(Natural-language object grounding data)
============

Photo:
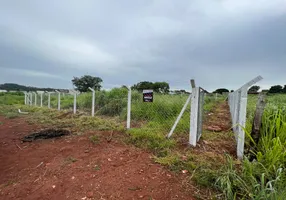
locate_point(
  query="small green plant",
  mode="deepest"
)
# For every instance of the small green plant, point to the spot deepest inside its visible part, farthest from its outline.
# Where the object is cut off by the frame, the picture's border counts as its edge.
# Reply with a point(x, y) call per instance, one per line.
point(11, 115)
point(96, 168)
point(94, 139)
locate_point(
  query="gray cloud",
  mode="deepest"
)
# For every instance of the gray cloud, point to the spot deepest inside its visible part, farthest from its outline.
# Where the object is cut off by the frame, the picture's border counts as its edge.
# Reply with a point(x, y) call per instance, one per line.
point(219, 43)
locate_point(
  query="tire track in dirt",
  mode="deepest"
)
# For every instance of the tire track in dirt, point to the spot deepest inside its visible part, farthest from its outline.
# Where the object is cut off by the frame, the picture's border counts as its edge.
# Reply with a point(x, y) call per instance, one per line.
point(72, 167)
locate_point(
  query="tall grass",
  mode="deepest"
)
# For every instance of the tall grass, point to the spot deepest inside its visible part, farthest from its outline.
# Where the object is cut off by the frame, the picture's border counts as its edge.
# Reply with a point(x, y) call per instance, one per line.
point(265, 177)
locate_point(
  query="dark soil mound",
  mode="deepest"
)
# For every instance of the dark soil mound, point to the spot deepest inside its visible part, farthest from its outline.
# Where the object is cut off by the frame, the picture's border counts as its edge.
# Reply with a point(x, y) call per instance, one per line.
point(46, 134)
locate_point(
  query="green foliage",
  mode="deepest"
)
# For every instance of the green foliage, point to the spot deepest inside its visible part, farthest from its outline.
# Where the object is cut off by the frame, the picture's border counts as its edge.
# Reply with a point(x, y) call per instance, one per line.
point(254, 89)
point(83, 83)
point(151, 139)
point(265, 177)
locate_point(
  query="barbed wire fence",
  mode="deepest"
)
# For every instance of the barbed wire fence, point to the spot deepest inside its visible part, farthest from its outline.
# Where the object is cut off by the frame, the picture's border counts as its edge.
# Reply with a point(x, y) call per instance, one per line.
point(157, 111)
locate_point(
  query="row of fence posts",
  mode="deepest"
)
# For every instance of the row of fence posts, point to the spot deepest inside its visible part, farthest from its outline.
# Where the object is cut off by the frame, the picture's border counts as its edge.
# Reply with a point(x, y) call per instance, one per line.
point(196, 99)
point(30, 95)
point(237, 101)
point(196, 116)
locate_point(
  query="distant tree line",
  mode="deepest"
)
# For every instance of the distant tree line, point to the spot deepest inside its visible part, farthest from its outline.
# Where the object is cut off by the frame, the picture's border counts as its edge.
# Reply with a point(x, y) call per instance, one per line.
point(17, 87)
point(85, 82)
point(161, 87)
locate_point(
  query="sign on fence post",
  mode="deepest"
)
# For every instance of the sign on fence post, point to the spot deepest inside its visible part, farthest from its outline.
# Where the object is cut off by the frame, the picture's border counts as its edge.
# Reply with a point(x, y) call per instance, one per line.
point(129, 108)
point(93, 101)
point(147, 95)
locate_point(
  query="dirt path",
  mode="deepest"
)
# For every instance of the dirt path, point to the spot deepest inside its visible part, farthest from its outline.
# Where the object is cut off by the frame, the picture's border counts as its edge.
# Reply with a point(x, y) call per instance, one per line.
point(73, 168)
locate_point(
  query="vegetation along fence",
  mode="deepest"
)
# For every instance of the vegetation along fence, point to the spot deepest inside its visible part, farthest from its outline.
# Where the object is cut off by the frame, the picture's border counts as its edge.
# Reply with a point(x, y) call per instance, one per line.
point(159, 111)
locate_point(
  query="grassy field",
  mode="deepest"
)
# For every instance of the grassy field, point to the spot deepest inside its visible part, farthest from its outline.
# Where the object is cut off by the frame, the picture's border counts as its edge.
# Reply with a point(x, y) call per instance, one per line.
point(265, 177)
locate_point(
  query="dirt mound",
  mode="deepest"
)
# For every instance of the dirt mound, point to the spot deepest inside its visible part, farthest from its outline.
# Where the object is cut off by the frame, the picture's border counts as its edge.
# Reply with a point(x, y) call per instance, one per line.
point(46, 134)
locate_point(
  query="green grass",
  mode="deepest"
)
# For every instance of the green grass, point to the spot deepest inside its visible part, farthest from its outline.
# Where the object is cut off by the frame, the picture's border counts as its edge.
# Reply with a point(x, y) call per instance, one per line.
point(265, 177)
point(94, 139)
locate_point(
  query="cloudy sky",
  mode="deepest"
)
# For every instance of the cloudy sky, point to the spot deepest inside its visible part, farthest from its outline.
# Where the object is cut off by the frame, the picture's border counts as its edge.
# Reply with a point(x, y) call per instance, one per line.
point(219, 43)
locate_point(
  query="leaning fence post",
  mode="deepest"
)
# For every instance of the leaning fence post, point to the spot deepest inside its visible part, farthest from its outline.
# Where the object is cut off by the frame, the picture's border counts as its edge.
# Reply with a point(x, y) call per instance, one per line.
point(74, 103)
point(49, 100)
point(41, 99)
point(59, 100)
point(194, 116)
point(31, 98)
point(36, 96)
point(25, 93)
point(129, 108)
point(93, 100)
point(180, 116)
point(241, 122)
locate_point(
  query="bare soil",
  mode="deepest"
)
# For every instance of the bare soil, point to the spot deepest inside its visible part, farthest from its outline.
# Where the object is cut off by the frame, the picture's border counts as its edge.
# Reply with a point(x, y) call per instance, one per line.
point(72, 167)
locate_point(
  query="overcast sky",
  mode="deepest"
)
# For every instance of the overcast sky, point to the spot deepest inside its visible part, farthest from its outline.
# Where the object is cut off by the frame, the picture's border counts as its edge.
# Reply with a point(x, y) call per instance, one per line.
point(219, 43)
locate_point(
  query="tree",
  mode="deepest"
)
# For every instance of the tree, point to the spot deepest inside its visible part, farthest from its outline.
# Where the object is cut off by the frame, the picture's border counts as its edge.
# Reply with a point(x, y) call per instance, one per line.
point(221, 90)
point(276, 89)
point(83, 83)
point(161, 87)
point(254, 89)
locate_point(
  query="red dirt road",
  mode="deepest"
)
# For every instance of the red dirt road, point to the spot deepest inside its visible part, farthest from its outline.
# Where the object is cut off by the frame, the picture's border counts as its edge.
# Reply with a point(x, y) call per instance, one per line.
point(72, 167)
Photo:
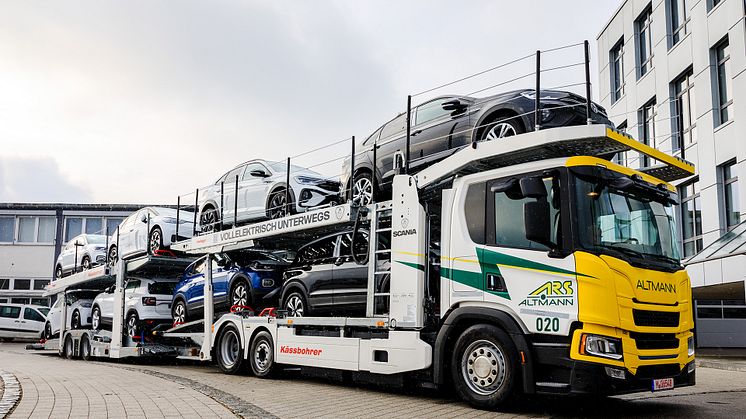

============

* WORK TO COMPLETE
Print exactly the lines from the first line of the records above through the line containing "# For every instance of the gray", leaving out the pictures.

* TASK ANSWER
Photo:
locate_point(
  query="small green plant",
  mode="deepest"
)
# For every instance of the small green plant, point to the spot deepest inside its visible part, farthest from its outline.
# Where the object is cut off by the frame, the picture's border counts as its edge.
# Reply with a point(x, y) call per instance, one per line.
point(11, 115)
point(96, 168)
point(94, 139)
locate_point(
  query="gray cloud",
  mode="deepest"
)
# For every instance of the gray cloud, point to the spot deepest inside its visible part, farthest from its outline.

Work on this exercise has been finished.